WRITTEN REQUEST.
Rewrite each line of the entries below as a JSON array of strings, one string per line, leaving out any blank lines.

TASK INPUTS.
"""

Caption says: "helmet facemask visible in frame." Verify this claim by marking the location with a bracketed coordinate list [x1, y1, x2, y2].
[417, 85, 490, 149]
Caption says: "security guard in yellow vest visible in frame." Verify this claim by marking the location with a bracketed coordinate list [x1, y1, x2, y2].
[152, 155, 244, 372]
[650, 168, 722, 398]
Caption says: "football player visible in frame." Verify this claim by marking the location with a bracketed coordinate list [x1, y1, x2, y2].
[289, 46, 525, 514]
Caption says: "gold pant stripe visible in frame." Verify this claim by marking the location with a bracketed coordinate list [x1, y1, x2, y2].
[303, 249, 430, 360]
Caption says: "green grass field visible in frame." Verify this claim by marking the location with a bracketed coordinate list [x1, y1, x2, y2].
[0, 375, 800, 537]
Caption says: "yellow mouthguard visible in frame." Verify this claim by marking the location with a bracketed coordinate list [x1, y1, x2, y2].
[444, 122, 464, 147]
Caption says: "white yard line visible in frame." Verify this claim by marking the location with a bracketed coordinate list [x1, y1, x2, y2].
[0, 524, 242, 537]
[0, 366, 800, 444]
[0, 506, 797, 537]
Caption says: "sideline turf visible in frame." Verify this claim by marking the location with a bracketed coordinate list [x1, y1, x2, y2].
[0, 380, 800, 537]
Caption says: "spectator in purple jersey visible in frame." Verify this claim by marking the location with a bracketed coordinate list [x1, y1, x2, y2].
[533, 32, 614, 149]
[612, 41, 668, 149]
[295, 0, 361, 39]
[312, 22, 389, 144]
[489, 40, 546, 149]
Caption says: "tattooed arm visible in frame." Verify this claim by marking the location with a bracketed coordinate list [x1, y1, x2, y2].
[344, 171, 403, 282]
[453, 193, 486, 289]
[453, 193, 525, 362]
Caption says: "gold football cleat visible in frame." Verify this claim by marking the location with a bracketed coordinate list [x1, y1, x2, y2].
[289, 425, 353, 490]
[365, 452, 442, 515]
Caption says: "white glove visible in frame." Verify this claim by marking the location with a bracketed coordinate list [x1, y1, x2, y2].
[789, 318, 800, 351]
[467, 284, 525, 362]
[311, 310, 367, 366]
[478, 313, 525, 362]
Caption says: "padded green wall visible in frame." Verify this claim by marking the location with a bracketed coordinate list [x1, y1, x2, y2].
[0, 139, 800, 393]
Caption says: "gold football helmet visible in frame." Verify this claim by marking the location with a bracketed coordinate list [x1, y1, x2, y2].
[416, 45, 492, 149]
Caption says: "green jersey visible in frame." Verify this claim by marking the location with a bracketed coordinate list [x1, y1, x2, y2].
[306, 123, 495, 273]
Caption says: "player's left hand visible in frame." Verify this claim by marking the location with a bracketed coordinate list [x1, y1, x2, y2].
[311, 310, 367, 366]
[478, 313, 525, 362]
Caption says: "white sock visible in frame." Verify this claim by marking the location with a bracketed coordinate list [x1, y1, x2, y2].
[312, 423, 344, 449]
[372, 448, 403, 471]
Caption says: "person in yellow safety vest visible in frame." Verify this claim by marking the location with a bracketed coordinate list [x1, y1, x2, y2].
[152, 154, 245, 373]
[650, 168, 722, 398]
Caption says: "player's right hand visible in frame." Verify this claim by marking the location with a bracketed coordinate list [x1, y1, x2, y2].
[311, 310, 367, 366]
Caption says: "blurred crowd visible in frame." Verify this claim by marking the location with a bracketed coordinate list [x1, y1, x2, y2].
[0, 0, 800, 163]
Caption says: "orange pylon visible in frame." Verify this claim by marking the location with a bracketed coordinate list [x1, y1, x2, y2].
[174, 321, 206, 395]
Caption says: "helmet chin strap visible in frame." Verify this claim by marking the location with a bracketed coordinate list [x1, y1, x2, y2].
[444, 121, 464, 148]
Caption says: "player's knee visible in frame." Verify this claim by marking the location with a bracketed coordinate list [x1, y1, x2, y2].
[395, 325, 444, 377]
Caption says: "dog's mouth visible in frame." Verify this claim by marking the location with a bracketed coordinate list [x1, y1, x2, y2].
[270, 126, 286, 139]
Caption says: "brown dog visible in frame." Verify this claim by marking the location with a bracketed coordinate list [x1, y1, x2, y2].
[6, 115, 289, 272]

"""

SOLVED PROBLEM.
[
  "Caption says: \"helmet facemask visible in frame.\" Verify this claim by marking the location with a bracketed coordinate list [x1, y1, x2, y2].",
  "[417, 85, 490, 149]",
  "Caption says: \"security guard in yellow vest visible in frame.\" Verify this claim by marking the location with a bracketed coordinate list [x1, y1, x2, y2].",
  "[152, 155, 244, 372]",
  "[650, 168, 722, 398]",
  "Caption says: \"football player visible in frame.\" Verify this claim by marking the location with a bracketed coordinate list [x1, y1, x2, y2].",
  "[289, 46, 525, 514]",
  "Caption says: \"gold pant stripe visible in frame.\" Verify this claim by marking the location with a bracketed coordinate list [x1, y1, x2, y2].",
  "[303, 249, 430, 360]",
  "Caption says: \"green grass field visible in frame.\" Verify this claim by marking the location with a bracketed coordinate list [x1, y1, x2, y2].",
  "[0, 375, 800, 537]",
  "Caption says: \"yellow mouthguard visible in frame.\" Verify this claim by marking the location with a bracketed coordinate list [x1, y1, x2, y2].",
  "[444, 122, 464, 147]",
  "Caption says: \"white yard line visible in frame.\" Verify this claim by marking the location with a bracketed coordinate list [x1, y1, x2, y2].",
  "[0, 524, 242, 537]",
  "[0, 366, 800, 444]",
  "[0, 506, 797, 537]",
  "Caption says: \"sideline turf visible in frame.\" Verify this claim by marking the location with a bracketed coordinate list [x1, y1, x2, y2].",
  "[0, 380, 800, 537]",
  "Caption says: \"spectator in purple jersey visible in frame.\" Verify this claim by marking the location with a bracketed coordinate list [x1, y1, x2, y2].",
  "[533, 32, 614, 149]",
  "[612, 41, 668, 149]",
  "[295, 0, 361, 39]",
  "[312, 22, 389, 144]",
  "[489, 40, 546, 149]",
  "Caption says: \"tattooed arm visible in frame.\" Verify this claim by marking the location with a bracketed coordinate list [x1, y1, x2, y2].",
  "[344, 171, 403, 282]",
  "[453, 193, 486, 289]",
  "[453, 193, 525, 362]",
  "Caption says: \"gold football cleat visible in frame.\" Verify this claim by marking the location with a bracketed coordinate list [x1, y1, x2, y2].",
  "[289, 425, 353, 490]",
  "[365, 452, 442, 515]",
  "Caption says: \"white glove visible in frame.\" Verify this claim by marking the location with a bracketed coordinate list [x1, y1, x2, y2].",
  "[789, 318, 800, 351]",
  "[467, 284, 525, 362]",
  "[311, 310, 367, 366]",
  "[478, 313, 525, 362]",
  "Caption says: \"padded green wall visible in frame.\" Verify this claim by marking the location with a bracketed coordinate list [x1, y1, x2, y2].",
  "[0, 139, 800, 393]",
  "Caption says: \"gold football helmet visible in frame.\" Verify this claim by marking the location with a bracketed coordinate list [x1, y1, x2, y2].",
  "[416, 45, 492, 149]",
  "Caption says: \"green jersey visible in frame.\" Verify this claim by marking the location with a bracketed coordinate list [x1, y1, x2, y2].",
  "[306, 123, 495, 273]",
  "Caption says: \"player's left hand visible in frame.\" Verify this claim by marking the location with a bracketed coordinate list [x1, y1, x2, y2].",
  "[311, 310, 367, 366]",
  "[478, 313, 525, 362]",
  "Caption says: \"white sock visible in frame.\" Verify this claim by marking the location with a bracketed coordinate list [x1, y1, x2, y2].",
  "[312, 423, 344, 449]",
  "[372, 448, 403, 471]",
  "Caption says: \"person in yellow safety vest visible in frame.\" Verify this claim by marking the location with a bracketed coordinate list [x1, y1, x2, y2].",
  "[152, 154, 245, 373]",
  "[650, 168, 722, 398]",
  "Caption says: \"player's right hand visible in frame.\" Verify this claim by marking the location with a bracketed coordinate list [x1, y1, x2, y2].",
  "[311, 310, 367, 366]",
  "Caption says: \"blurred crowd visible in frame.\" Verify this claim by marking the location with a bracketed coordinate list [x1, y1, x2, y2].",
  "[0, 0, 800, 163]",
  "Caption says: \"orange pylon visible in frame.\" Verify this claim by marking the location with a bracketed coordinate list [x1, y1, x2, y2].",
  "[174, 321, 206, 395]",
  "Caption says: \"helmet chin strap visible in frame.\" Verify this claim by marking the location with a bracketed coordinate list [x1, y1, x2, y2].",
  "[444, 121, 464, 148]",
  "Caption says: \"player's knee visible in frame.\" Verify this claim by marking the location with a bracketed coordinate list [x1, y1, x2, y2].",
  "[395, 325, 444, 377]",
  "Caption says: \"dog's mouth visible in frame.\" Verify this claim by marking the location with a bracketed coordinate list [x1, y1, x2, y2].",
  "[270, 126, 286, 139]",
  "Caption says: \"brown dog visible in frame.\" Verify this claim by marking the location with a bracketed coordinate list [x1, y1, x2, y2].",
  "[6, 115, 289, 272]"
]